Start of Block

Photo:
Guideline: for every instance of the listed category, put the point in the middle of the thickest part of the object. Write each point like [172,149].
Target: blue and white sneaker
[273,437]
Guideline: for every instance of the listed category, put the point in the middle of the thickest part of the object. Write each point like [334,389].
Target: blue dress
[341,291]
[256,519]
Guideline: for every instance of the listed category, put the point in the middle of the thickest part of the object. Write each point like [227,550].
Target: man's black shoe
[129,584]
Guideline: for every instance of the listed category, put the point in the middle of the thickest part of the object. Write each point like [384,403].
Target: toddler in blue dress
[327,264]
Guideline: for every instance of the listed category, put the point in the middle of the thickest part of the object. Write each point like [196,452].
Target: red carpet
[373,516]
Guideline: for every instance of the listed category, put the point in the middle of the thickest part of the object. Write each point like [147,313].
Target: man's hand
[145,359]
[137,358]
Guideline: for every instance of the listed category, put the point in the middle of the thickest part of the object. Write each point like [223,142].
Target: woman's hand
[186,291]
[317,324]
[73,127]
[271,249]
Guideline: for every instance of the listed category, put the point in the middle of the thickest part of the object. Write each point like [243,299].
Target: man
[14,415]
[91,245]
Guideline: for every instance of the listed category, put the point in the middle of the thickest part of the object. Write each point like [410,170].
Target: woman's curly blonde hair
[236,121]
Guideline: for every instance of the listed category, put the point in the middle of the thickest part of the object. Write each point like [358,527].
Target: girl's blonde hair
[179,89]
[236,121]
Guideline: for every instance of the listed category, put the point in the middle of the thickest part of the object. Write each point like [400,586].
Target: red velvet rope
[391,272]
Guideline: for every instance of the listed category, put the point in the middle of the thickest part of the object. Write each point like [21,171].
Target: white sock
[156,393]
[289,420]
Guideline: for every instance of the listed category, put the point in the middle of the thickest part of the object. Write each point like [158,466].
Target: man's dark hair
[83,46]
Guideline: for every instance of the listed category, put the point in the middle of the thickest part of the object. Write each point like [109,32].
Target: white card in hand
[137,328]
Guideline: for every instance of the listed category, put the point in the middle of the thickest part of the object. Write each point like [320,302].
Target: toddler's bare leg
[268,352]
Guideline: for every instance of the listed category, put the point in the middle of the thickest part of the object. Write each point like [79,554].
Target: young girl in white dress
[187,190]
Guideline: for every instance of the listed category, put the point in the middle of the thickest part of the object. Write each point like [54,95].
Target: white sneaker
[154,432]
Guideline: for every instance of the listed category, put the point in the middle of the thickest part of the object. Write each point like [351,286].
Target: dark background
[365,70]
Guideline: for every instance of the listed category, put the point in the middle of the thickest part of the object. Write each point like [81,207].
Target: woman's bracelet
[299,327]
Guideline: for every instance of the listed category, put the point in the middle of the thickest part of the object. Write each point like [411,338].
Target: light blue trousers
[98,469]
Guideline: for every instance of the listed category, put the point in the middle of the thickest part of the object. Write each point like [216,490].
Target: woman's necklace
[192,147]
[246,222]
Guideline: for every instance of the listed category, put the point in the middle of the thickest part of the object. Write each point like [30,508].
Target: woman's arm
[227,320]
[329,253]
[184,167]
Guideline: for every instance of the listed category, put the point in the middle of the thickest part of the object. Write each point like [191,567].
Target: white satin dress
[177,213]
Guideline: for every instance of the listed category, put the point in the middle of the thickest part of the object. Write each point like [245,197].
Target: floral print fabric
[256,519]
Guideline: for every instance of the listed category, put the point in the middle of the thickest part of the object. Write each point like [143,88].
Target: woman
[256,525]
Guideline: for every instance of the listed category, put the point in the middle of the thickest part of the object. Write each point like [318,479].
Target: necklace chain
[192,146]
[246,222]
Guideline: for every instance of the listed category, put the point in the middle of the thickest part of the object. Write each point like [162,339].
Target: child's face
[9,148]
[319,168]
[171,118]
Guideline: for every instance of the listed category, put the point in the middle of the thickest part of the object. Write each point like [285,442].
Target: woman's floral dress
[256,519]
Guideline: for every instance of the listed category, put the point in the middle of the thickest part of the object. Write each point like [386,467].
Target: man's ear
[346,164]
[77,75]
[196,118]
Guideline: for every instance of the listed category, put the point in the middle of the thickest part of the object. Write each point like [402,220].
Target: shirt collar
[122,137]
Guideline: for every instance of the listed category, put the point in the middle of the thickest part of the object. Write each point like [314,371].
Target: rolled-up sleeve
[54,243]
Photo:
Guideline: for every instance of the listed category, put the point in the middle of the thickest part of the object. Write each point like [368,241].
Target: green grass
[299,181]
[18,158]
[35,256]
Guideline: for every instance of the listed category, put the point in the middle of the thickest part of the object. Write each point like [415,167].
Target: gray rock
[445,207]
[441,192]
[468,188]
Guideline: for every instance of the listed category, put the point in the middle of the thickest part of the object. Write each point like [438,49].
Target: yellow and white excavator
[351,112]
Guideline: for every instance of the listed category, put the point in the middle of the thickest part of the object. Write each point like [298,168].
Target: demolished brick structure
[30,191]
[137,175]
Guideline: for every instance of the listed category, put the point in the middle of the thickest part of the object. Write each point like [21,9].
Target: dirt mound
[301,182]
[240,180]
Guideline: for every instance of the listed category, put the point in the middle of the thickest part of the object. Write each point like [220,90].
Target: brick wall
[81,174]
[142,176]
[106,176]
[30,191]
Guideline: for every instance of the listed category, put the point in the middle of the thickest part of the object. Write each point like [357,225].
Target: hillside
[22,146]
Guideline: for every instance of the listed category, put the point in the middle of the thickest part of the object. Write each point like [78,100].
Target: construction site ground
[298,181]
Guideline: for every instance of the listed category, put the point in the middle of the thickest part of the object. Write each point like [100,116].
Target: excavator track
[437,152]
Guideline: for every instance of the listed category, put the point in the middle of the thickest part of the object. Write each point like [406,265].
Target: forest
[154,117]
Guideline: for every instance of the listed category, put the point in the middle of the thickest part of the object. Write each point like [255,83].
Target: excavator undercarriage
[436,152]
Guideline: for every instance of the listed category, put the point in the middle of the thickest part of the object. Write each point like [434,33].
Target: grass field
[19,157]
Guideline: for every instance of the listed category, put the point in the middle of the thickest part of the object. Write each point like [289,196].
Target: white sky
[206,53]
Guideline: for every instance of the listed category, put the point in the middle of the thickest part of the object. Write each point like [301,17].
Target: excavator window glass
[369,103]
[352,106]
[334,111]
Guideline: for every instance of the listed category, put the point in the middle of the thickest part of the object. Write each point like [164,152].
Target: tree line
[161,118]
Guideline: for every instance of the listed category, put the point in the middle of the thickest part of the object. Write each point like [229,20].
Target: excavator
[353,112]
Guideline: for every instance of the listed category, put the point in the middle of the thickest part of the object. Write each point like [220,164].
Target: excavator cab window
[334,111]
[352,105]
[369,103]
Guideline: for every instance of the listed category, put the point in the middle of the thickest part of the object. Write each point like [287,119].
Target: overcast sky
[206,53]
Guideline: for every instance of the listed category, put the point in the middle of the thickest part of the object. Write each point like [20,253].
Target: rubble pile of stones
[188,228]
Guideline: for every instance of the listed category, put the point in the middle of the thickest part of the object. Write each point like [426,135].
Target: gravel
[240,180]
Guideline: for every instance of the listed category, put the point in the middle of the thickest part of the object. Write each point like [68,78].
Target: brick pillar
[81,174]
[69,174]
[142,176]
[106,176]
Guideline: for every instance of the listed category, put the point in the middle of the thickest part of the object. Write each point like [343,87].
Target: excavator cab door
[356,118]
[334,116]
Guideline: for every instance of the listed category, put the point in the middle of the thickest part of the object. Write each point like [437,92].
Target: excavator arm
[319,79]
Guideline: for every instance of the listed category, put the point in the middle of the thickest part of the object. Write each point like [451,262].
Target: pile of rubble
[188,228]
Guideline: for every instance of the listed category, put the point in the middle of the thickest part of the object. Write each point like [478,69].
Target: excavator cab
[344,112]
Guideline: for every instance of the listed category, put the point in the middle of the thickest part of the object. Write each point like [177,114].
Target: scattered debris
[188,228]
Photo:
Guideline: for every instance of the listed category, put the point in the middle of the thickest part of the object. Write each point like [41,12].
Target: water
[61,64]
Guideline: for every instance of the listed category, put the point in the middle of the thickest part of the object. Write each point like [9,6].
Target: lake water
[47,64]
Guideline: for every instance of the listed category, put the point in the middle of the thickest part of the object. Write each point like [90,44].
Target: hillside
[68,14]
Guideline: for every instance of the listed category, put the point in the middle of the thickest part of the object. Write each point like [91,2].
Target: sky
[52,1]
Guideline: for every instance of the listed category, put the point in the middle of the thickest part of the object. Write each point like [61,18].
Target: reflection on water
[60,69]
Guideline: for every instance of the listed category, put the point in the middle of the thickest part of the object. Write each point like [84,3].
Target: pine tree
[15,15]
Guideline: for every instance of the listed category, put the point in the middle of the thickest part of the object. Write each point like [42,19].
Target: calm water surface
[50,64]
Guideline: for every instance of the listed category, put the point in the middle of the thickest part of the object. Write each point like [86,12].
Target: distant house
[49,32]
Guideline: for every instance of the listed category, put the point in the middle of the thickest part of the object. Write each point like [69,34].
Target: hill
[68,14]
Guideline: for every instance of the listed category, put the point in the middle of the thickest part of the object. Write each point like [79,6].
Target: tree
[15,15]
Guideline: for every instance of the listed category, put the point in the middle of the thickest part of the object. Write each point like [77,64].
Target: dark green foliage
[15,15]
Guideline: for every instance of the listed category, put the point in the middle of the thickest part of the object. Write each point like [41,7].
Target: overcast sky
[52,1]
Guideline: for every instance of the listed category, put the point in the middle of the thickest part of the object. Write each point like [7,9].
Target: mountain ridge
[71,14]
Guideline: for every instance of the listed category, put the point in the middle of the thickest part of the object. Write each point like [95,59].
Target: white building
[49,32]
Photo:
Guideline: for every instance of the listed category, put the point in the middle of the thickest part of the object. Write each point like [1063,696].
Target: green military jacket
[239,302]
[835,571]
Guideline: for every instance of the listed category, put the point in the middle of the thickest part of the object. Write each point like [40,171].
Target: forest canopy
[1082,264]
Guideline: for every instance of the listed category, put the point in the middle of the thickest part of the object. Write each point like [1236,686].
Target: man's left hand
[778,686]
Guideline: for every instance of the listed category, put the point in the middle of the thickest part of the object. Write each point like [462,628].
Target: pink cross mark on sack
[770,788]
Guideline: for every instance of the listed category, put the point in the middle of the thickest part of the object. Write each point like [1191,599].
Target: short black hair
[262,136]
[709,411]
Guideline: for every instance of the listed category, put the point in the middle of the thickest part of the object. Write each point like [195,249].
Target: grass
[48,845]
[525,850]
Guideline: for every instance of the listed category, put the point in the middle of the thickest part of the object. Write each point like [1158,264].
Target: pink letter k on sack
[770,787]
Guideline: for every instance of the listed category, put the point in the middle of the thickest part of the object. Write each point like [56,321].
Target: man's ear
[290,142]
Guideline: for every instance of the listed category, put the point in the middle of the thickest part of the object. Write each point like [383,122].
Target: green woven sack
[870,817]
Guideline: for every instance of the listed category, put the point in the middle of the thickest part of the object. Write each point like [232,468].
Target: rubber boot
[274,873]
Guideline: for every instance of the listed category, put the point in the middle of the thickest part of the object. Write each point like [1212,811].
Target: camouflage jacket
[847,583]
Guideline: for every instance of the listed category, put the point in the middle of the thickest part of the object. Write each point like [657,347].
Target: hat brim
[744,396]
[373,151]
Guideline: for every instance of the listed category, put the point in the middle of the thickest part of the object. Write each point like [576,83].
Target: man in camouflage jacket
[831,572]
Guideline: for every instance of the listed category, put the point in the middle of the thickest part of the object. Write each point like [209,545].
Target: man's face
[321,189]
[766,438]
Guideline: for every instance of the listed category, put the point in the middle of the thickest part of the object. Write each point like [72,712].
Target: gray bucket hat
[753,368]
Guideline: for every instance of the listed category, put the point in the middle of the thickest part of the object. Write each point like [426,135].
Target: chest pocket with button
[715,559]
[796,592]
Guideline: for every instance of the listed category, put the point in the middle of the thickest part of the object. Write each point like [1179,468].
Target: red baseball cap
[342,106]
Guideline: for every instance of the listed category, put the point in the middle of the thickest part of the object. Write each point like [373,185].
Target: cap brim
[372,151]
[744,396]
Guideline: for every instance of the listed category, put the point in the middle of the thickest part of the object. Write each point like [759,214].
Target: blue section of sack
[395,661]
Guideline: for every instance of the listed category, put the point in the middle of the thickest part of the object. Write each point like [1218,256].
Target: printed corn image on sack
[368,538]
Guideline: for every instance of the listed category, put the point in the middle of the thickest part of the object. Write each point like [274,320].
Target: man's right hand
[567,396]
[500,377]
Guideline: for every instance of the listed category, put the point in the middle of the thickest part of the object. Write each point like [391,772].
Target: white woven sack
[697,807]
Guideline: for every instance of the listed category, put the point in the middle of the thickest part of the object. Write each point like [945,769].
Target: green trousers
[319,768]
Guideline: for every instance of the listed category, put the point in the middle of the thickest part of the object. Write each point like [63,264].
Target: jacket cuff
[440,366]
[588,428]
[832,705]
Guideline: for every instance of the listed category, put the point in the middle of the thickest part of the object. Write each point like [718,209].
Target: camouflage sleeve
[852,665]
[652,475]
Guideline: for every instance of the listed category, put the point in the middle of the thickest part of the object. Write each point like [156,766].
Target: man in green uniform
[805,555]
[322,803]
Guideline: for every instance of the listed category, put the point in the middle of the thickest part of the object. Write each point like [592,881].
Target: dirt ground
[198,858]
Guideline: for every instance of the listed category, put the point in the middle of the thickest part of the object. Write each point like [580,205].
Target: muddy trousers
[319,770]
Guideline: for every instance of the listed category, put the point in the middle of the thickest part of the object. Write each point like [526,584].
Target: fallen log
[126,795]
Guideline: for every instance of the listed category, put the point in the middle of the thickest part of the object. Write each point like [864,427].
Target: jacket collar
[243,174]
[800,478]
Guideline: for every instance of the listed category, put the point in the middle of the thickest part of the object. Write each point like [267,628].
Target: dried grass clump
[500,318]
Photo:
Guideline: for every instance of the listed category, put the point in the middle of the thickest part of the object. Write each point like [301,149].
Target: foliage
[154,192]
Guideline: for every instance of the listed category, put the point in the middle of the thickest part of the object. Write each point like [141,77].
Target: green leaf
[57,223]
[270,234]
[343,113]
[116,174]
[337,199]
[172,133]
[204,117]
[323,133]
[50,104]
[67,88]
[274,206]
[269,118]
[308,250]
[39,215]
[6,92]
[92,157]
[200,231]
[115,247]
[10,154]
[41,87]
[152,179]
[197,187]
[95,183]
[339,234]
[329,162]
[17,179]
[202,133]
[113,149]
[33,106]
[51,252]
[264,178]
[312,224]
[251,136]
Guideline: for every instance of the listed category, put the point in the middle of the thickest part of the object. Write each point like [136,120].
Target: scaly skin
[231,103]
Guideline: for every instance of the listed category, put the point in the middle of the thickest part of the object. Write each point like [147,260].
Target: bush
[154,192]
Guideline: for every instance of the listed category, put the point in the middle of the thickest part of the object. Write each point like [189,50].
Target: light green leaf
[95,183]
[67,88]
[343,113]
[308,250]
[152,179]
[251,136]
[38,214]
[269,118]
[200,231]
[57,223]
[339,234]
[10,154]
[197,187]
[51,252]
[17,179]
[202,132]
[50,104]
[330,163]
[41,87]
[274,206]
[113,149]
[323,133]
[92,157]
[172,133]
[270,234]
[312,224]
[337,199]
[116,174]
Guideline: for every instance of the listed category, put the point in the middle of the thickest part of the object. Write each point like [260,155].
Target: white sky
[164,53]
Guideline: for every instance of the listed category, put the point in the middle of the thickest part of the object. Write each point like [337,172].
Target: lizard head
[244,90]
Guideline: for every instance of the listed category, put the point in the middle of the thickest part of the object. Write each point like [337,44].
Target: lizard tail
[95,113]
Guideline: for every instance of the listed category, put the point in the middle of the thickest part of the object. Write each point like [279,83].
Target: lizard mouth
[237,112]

End of Block

ASSIGNMENT -
After locating the line with "point like [172,149]." above, return that line and every later line through the one with "point like [384,403].", word for word and with nothing else.

RESPONSE TO THE EXERCISE -
Guideline: for every instance of the listed category, put the point in the middle of the thickest part of the object. Write each point like [172,149].
Target: blue and white sneaker
[273,437]
Guideline: for every instance of the listed category, put the point in the middle of the thickest part of the object. Write each point like [334,389].
Target: blue dress
[341,291]
[256,519]
Guideline: for every instance of the listed category, put the point in the middle of the thickest part of the object. Write each point like [227,550].
Target: man's black shoe
[129,584]
Guideline: for every instance of the listed category, put the point in the middle of the thickest part of the object. Write each point like [384,403].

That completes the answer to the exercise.